:: DATA FOR THIS EXERCISE ::

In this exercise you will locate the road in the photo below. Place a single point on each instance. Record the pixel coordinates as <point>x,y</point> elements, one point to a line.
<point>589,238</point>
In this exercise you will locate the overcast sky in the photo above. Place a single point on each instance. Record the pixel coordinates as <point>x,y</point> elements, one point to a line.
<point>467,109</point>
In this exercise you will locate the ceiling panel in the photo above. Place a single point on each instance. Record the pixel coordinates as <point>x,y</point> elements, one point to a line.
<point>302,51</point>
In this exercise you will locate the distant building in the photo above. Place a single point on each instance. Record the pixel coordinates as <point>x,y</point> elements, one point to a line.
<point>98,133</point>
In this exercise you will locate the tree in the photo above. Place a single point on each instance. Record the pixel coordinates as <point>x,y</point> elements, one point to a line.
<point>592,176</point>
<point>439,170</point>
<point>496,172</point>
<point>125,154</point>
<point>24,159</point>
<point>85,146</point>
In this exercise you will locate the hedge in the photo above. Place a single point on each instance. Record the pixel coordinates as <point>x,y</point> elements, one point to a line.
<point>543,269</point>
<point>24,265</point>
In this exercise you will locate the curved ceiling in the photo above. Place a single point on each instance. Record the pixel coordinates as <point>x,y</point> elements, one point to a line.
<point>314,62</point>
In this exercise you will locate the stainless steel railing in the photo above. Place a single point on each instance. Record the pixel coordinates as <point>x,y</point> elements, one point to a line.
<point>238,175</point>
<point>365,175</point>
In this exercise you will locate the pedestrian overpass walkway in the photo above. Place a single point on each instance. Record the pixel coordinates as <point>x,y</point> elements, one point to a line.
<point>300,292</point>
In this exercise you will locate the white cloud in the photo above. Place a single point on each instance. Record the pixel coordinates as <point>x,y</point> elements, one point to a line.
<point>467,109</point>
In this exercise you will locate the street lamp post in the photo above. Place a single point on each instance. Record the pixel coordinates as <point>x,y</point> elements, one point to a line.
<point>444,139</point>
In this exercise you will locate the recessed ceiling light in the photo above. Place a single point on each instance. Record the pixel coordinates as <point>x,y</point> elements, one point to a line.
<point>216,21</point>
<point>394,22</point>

:::

EXERCISE BRIEF: Give back, word for word, the lines from the one with "In this exercise you will locate the street" through the last line of the entries, both included, and no other line.

YOUR RESPONSE:
In this exercise you will locate the street lamp post in the photo above. Place a single point on each instance. Record the pixel coordinates as <point>x,y</point> elements, one point to a line.
<point>444,139</point>
In this exercise you will locate the recessed ceiling light in the photo above. Place a single point on each instance. Record the pixel coordinates as <point>x,y</point> elements, one point to a line.
<point>216,21</point>
<point>394,22</point>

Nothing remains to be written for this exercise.